- [AIM] Pick up the review of Rick Helweg's two-actor Peer Gynt after its last sentence and keep writing it.

* begin TEXT BLOCK *

In an intriguing transformation, Rick Helweg has reduced Peer Gynt, Henrik Ibsen's 1867 play, from almost three hours to 105 minutes and from a cast of 50 to 2. But he preserves the idea of live accompaniment (Ibsen asked Grieg to provide the original incidental music) with a warm folk-rock score by Doug Hatten.

Even more fascinating, Helweg has smoothly interpolated excerpts from Camus' The Stranger, A Happy Death, and The Myth of Sisyphus. It makes bold sense to fuse these uncompromising writers. Like Camus' antihero Meursault (whose nihilism is also unleashed by his mother's death), Ibsen's lying, solipsistic Peer--a folk legend gone bad--cuts himself off from humanity. His crime and greed enshrine the evil motto of the Trolls: "To thyself thou art enough." He betrays, enslaves, and murders his fellow humans until his soul is worth no more than a button hook (here it's a floppy disk). With bitter precision he exclaims, "How dearly we pay for our birth with our lives!"

* end TEXT BLOCK *
* begin RAW RECORDS *

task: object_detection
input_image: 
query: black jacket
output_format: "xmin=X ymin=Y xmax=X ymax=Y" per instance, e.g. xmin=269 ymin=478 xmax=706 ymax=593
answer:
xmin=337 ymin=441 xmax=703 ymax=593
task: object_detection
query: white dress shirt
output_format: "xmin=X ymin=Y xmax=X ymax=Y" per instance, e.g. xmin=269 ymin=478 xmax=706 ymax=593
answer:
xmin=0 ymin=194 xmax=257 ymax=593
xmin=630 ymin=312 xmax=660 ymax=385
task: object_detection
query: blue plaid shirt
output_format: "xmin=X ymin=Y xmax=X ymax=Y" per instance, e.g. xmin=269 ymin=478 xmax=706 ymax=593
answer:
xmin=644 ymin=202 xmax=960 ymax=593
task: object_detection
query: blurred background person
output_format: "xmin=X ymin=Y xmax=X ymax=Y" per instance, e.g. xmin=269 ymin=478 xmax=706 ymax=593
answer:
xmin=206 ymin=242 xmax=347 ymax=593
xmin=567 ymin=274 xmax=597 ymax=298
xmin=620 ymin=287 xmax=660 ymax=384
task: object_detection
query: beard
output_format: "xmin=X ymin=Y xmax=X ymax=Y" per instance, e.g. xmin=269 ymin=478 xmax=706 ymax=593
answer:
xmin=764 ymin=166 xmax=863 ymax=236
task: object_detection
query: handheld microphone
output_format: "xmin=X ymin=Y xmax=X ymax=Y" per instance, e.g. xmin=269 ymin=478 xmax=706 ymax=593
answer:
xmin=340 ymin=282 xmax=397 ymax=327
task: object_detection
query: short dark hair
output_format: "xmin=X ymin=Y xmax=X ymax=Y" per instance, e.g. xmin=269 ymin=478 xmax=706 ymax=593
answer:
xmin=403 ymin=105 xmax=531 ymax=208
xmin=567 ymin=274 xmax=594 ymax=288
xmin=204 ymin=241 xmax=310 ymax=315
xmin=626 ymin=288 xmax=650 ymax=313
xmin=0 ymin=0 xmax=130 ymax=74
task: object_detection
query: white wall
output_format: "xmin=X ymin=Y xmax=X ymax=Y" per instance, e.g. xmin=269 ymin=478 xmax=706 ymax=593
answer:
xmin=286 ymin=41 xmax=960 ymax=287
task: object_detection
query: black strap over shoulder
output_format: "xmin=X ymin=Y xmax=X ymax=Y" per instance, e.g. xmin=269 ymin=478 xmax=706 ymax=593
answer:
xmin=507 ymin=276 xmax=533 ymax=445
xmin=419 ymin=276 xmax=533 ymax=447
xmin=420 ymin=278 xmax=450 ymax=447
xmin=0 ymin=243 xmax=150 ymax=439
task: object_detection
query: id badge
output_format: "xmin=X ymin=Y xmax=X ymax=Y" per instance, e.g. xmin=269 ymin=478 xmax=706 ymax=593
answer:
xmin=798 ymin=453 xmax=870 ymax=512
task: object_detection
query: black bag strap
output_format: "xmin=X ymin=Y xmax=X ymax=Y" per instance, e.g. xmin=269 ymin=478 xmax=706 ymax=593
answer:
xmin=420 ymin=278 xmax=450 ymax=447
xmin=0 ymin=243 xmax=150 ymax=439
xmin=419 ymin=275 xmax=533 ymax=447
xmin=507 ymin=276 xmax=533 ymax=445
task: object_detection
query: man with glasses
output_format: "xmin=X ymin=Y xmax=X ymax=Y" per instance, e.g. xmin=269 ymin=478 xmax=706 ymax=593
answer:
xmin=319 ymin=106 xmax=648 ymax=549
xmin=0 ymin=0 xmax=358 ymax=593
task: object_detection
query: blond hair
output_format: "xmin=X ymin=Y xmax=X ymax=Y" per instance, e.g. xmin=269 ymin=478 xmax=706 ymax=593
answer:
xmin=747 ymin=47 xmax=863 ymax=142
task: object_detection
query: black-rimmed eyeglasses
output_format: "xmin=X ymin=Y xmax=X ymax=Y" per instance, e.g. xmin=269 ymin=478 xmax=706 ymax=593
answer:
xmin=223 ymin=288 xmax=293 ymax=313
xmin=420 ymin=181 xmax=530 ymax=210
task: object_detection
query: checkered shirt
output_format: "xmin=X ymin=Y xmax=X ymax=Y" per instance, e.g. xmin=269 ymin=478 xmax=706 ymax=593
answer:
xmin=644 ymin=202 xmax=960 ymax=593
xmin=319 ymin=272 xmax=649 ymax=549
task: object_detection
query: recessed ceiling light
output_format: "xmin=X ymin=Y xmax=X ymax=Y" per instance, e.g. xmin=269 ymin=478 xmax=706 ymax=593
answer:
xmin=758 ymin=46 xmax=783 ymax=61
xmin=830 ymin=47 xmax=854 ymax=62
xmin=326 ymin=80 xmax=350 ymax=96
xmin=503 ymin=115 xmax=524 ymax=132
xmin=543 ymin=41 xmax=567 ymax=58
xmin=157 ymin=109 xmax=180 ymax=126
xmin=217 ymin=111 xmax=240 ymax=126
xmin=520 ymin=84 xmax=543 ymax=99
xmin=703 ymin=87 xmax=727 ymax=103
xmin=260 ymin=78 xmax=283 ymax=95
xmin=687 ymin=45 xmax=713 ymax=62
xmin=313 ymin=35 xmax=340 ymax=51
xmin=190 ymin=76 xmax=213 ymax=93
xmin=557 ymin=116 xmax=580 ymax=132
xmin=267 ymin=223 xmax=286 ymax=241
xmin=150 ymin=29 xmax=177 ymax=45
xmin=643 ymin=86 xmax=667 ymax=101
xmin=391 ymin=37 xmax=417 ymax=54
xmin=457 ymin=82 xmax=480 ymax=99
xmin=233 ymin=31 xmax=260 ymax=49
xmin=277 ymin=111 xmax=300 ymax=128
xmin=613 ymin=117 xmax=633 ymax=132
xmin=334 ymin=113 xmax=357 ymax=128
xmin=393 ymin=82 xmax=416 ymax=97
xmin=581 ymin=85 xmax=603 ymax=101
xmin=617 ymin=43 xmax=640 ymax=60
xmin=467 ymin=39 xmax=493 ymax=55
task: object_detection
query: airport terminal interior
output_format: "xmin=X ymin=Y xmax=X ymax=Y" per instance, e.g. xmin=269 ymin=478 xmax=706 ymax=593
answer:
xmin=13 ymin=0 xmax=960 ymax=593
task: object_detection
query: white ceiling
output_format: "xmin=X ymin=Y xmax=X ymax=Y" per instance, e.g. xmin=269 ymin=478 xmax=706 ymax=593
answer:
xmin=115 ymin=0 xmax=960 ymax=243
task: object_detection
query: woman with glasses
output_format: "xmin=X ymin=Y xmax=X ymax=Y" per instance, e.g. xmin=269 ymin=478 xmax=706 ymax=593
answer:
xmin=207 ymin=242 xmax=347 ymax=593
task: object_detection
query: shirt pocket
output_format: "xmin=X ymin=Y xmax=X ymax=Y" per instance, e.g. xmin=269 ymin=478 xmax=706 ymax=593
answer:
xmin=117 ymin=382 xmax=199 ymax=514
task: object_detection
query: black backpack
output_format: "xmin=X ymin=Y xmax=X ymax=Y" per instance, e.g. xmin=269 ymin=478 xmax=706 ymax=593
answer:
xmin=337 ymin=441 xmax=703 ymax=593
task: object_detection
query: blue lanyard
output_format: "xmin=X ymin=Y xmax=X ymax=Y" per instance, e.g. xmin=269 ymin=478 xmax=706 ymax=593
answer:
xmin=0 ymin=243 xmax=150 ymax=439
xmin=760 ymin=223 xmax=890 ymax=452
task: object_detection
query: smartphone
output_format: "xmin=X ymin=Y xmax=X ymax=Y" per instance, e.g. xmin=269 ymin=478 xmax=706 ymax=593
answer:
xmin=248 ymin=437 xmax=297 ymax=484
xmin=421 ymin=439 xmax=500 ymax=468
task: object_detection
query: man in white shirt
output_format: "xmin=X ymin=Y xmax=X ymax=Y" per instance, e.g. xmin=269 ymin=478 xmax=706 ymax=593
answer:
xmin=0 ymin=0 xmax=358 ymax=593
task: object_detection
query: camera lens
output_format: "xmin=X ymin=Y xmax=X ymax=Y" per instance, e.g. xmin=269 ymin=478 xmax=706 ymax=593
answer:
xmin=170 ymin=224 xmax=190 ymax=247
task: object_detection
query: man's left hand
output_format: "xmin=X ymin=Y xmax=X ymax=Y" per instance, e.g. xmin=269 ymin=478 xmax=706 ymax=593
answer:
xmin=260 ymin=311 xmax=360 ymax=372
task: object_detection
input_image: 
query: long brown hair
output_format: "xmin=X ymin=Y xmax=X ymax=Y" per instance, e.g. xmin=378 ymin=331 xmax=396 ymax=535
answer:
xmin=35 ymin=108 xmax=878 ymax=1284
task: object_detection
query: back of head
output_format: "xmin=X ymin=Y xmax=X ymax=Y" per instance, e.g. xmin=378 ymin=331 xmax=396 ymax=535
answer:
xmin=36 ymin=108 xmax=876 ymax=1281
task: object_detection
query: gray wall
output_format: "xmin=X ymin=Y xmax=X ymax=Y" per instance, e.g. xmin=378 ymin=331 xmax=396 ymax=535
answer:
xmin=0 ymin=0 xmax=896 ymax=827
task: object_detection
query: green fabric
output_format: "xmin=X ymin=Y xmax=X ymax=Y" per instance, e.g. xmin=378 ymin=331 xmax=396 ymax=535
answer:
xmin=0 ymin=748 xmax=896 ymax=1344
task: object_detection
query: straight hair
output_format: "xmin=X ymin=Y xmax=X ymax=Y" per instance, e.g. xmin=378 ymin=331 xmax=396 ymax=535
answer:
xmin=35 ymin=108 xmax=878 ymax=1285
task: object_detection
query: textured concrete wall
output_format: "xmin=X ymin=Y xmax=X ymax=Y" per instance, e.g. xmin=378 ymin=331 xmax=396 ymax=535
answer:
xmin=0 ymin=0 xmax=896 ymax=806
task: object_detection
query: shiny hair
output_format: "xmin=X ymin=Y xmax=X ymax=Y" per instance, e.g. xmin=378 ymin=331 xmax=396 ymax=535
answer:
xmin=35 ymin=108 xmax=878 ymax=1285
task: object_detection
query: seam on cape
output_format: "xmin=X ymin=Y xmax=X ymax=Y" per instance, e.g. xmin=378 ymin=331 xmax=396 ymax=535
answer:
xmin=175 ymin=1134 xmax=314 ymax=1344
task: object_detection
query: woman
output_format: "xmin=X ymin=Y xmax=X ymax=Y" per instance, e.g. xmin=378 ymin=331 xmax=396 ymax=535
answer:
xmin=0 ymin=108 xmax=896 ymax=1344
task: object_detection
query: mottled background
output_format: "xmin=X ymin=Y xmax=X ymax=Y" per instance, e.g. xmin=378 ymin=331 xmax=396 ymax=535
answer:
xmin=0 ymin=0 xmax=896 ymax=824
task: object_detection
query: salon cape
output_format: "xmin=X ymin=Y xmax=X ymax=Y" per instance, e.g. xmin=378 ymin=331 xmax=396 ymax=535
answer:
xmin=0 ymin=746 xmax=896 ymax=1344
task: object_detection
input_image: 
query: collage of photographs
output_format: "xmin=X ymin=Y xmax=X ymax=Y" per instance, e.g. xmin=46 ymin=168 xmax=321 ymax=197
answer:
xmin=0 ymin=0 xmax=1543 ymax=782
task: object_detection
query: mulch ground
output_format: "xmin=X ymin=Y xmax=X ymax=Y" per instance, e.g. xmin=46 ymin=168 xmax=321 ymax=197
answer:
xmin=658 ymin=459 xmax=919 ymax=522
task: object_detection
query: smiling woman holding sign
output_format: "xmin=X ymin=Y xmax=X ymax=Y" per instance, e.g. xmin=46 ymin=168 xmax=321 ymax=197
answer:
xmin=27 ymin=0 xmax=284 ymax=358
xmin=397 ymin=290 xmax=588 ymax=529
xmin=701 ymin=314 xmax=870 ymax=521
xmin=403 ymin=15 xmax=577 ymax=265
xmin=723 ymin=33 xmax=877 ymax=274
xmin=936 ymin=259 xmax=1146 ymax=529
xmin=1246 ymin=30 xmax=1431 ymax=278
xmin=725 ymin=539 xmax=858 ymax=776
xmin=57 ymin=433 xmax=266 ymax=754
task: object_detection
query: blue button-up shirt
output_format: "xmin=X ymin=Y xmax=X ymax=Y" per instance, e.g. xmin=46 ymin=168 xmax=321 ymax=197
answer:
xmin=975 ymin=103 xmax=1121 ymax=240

* end RAW RECORDS *

- [WRITTEN ANSWER]
Rabid, rushing about until the inevitable anguish sets in, David "Spike" Thibodeaux makes a pile-driving Peer, his megalomaniacal energy a crude camouflage for Peer's refusal to look within. Donning multiple costumes and using masks and puppets, Martha Donovan brings a disarming directness to, among others, Peer's mother and his sweetheart. Helweg's adaptation concentrates the action into elemental conflicts; the pageantry isn't missed, and much of Ibsen's immediacy is preserved, even heightened by Camus' crispness. Helweg's hybrid yields a very sturdy story.